EXCERPT =
______________________________

What is electricity trading?

Electricity trading is the process of power generators selling the electricity they generate to power suppliers, who can then sell this electricity on to consumers. The system operator – National Grid ESO in Great Britain – oversees the flow of electricity around the country, and ensures the amounts traded will ultimately meet demand and do not overwhelm the power system.

Who is involved in electricity trading?

There are three main parties in a power market: generators (thermal power plants and energy storage sites, sources such as wind turbines and solar panels producing electricity), consumers (hospitals, transport, homes and factories using electricity), and suppliers in the middle from whom you purchase electricity.

Electricity is generated at power stations, then bought by suppliers, who then sell it on to meet the needs of the consumers.

Electricity trading refers to the transaction between power generators, who produce electricity, and power suppliers, who sell it on to consumers.

How are electricity contracts made?

Electricity trading occurs in both long- and short-term time frames, ranging from years in advance to deals covering the same day. Generation and supply must meet exact demand for every minute of the day, which means that traders must always be ready to buy or sell power to fill any sudden gaps that arise.

______________________________

DATASET EXTRACT =
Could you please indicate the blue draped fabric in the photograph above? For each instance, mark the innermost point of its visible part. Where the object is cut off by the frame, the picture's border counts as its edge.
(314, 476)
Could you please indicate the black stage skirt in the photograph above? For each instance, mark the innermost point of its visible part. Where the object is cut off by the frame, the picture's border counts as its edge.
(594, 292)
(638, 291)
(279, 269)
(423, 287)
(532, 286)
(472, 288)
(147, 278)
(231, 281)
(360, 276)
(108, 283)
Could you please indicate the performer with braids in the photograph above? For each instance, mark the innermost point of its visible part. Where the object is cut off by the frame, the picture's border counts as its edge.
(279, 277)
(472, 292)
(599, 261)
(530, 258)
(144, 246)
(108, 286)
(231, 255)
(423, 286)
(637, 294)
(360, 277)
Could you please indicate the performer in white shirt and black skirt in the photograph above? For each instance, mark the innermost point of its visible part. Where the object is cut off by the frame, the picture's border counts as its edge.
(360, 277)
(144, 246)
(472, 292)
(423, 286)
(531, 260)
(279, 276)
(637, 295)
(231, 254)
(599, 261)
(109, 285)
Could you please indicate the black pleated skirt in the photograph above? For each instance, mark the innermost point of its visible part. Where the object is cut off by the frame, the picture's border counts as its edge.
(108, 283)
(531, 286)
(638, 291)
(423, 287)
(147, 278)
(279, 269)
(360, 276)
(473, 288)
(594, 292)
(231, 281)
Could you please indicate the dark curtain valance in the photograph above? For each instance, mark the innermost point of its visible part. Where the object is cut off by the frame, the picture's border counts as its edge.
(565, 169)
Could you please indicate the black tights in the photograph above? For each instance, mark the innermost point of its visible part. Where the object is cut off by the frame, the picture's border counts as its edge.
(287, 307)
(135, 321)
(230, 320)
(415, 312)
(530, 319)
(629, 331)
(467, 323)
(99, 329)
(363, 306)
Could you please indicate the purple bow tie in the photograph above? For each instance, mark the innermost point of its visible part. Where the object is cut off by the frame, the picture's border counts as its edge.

______________________________

ASSIGNED TASK 1 = Reproduce the passage of the electricity trading excerpt starting with "Electricity trading refers" and going on through "electricity contracts made?".
ASSIGNED TASK 2 = According to the electricity trading excerpt, which organization is the system operator in Great Britain?

RESPONSE AREA 1 =
Electricity trading refers to the transaction between power generators, who produce electricity, and power suppliers, who sell it on to consumers.

How are electricity contracts made?

RESPONSE AREA 2 = National Grid ESO